> [Liste des tâches]:
- A) Répondez à ces questions à l'aide de l'extrait du document :
(i) Dans quel milieu le résultat de l'entretien était-il connu avant la fin de la soirée ?
(ii) À quoi le comte Apponyi attribuait-il l'attitude du ministre anglais ?
(iii) Quelle fonction M. de Werther occupait-il ?
- B) Les affirmations suivantes concordent-elles avec l'extrait du document ? Répondez par oui ou non et citez les mots qui tranchent.
(i) À Paris, les collègues des plénipotentiaires allemands restaient calmes.
(ii) Le baron d'Arnim soupçonnait un secret désir de tenir l'Orient en trouble.
(iii) M. de Werther pensait que la soumission du pacha ramènerait lord Palmerston.

> [Extrait du document]:
La soirée ne s'était pas écoulée que le résultat de cet entretien était connu dans le monde diplomatique et y causait une vive émotion. Les plénipotentiaires allemands fulminaient contre lord Palmerston, ne reconnaissant dans son langage ni l'expression de leur pensée, ni l'accomplissement du mandat que la conférence lui avait donné, et s'indignant de «la légèreté avec laquelle il disposait de leurs cabinets». Leurs collègues à Paris ne témoignaient pas moins d'humeur, et cherchaient quels pouvaient être le mobile et le dessein du ministre anglais: le comte Apponyi voyait là un accès de jalousie contre le prince de Metternich; le baron d'Arnim soupçonnait quelque secret désir de tenir encore l'Orient en trouble et l'Europe en alarme. Mêmes impressions à Vienne et à Berlin. Dans cette dernière ville, M. de Werther, ministre des affaires étrangères, disait à notre chargé d'affaires: «Que voulez-vous que nous fassions vis-à-vis d'un homme intraitable qui n'écoute aucun raisonnement, qui ne cède qu'à son humeur plus ou moins mauvaise et ne prend conseil que de ses préventions? Dans ma conviction, la soumission même du pacha ne ramènera pas lord Palmerston. Je ne sais quel prétexte d'ajournement il trouvera ou il inventera, mais vous verrez qu'il saura créer de nouveaux obstacles.»

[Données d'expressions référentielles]
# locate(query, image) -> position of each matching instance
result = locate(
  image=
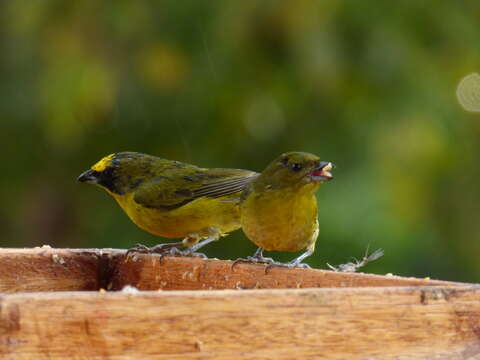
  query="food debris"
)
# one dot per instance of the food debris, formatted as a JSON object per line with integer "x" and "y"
{"x": 58, "y": 259}
{"x": 354, "y": 266}
{"x": 129, "y": 289}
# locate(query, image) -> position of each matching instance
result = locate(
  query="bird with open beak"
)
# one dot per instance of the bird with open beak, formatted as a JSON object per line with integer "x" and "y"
{"x": 279, "y": 208}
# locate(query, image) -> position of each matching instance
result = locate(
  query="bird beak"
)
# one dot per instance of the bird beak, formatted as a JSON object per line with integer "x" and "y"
{"x": 322, "y": 172}
{"x": 89, "y": 177}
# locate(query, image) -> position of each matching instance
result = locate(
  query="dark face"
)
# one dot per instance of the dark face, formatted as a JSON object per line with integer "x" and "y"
{"x": 297, "y": 168}
{"x": 119, "y": 173}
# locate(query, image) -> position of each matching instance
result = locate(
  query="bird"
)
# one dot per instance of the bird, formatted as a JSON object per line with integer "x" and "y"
{"x": 279, "y": 209}
{"x": 172, "y": 199}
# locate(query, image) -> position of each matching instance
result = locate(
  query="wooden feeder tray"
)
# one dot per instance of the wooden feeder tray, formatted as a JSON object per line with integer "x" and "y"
{"x": 67, "y": 304}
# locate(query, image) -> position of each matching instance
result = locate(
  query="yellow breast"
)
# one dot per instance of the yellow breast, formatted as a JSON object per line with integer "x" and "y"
{"x": 199, "y": 217}
{"x": 281, "y": 221}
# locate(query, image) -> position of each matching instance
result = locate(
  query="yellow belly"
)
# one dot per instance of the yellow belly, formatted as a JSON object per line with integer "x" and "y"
{"x": 200, "y": 217}
{"x": 281, "y": 222}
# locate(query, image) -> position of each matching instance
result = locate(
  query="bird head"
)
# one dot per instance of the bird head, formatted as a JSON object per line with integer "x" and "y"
{"x": 119, "y": 173}
{"x": 297, "y": 168}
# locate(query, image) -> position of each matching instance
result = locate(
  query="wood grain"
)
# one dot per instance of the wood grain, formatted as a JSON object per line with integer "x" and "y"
{"x": 47, "y": 269}
{"x": 346, "y": 323}
{"x": 150, "y": 272}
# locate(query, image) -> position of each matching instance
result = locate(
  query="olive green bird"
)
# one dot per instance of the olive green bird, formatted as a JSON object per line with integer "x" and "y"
{"x": 172, "y": 199}
{"x": 279, "y": 207}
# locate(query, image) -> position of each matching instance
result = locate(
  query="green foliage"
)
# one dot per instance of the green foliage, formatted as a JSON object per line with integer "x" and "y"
{"x": 369, "y": 86}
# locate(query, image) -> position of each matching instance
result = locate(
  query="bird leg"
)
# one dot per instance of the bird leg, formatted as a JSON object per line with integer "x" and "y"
{"x": 256, "y": 258}
{"x": 354, "y": 266}
{"x": 191, "y": 251}
{"x": 162, "y": 249}
{"x": 297, "y": 262}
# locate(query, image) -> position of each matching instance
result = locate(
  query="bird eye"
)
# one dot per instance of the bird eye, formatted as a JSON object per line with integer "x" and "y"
{"x": 296, "y": 166}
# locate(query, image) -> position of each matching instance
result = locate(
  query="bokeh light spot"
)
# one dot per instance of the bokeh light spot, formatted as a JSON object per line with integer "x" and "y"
{"x": 468, "y": 92}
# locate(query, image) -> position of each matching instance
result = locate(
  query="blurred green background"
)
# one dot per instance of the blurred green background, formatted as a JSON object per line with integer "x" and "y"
{"x": 367, "y": 85}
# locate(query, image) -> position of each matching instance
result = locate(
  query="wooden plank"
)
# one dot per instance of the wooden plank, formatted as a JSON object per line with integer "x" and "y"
{"x": 150, "y": 272}
{"x": 47, "y": 269}
{"x": 345, "y": 323}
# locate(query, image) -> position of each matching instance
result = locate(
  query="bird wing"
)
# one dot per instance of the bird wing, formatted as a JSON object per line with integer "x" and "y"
{"x": 176, "y": 190}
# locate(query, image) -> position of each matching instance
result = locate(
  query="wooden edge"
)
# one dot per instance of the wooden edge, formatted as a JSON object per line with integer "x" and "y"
{"x": 48, "y": 269}
{"x": 355, "y": 323}
{"x": 150, "y": 272}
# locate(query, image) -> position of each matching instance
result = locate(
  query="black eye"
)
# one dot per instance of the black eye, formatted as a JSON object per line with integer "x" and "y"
{"x": 296, "y": 166}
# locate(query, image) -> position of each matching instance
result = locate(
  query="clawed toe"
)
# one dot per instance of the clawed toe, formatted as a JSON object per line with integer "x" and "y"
{"x": 138, "y": 248}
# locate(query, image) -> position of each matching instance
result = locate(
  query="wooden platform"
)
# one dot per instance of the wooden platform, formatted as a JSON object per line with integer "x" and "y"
{"x": 45, "y": 312}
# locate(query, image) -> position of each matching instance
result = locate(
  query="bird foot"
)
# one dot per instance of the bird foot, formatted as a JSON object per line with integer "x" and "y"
{"x": 187, "y": 253}
{"x": 162, "y": 249}
{"x": 290, "y": 265}
{"x": 253, "y": 260}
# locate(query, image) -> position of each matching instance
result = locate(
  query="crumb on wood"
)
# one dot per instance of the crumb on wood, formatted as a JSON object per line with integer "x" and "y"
{"x": 198, "y": 345}
{"x": 57, "y": 259}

> [Corrigé des exercices]:
- A)
(i) Dans le monde diplomatique.
(ii) À un accès de jalousie contre le prince de Metternich.
(iii) Ministre des affaires étrangères.

- B)
(i) Non : « Leurs collègues à Paris ne témoignaient pas moins d'humeur ».
(ii) Oui : « le baron d'Arnim soupçonnait quelque secret désir de tenir encore l'Orient en trouble et l'Europe en alarme ».
(iii) Non : « Dans ma conviction, la soumission même du pacha ne ramènera pas lord Palmerston. »